**Natural language region descriptions**.
━━━━━━━━━━━━━━━━━━━━

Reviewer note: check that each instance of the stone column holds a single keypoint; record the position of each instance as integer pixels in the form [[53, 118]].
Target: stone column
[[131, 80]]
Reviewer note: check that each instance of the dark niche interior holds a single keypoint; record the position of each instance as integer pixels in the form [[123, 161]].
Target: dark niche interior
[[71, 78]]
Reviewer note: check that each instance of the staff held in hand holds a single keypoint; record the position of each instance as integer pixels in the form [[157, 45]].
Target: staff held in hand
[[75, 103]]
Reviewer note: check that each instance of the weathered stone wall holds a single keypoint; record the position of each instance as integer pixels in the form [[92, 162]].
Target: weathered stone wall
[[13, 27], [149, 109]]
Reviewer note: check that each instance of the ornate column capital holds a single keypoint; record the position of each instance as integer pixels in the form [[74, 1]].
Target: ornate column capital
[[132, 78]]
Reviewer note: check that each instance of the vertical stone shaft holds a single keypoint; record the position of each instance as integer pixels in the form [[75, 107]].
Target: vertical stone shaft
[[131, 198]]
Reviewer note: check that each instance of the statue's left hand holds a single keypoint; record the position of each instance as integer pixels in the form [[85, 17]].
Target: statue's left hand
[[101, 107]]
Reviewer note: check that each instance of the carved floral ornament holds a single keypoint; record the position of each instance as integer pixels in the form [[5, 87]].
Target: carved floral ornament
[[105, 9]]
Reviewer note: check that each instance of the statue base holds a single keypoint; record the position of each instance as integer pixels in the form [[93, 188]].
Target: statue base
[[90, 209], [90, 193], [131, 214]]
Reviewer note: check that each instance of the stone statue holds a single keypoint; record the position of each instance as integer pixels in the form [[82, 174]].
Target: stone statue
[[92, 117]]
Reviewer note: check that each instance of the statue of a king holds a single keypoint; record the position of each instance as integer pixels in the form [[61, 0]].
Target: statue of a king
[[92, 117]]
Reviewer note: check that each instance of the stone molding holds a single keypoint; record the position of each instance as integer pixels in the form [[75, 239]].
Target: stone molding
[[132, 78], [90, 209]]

━━━━━━━━━━━━━━━━━━━━

**EXERCISE**. Taking the line containing "Target: ornate column capital" as the first, please return it and every line after it through the end of the entries, exactly and only those.

**RESPONSE TO THIS TASK**.
Target: ornate column capital
[[132, 78]]
Reviewer note: check that each instance of the vertical stone shaft holds a single keypoint; record the position of each instance as integer pixels in the form [[75, 107]].
Target: vertical stone shaft
[[131, 198]]
Reviewer note: check that each instance of the statue's left hand holds a single keypoint; record the position of each instance as integer pixels in the form [[85, 17]].
Target: statue's left hand
[[101, 107]]
Reviewer note: check that each instance of the carved floral ornament holds a single keypoint; record the position of each instance as integer pixels in the form [[5, 87]].
Target: carved floral ornament
[[105, 9]]
Reviewer note: check that each instance of the statue base holds a single keypoint; record the position of each instance as integer pixels in the form [[93, 188]].
Target: statue base
[[90, 209], [90, 193], [131, 214]]
Reviewer note: check that each instance of the stone statue holds a single keypoint; record the position of each instance as integer pixels in the form [[82, 174]].
Target: stone statue
[[92, 117]]
Reviewer note: check that each instance of the statue of a king holds a single keypoint; record the position of each instance as integer pixels in the form [[61, 0]].
Target: statue of a king
[[92, 117]]
Reviewer note: check that each instance of the stone molding holds a single keypoint; record the position of each instance as integer pixels in the form [[75, 239]].
Target: stone molding
[[132, 78], [90, 209]]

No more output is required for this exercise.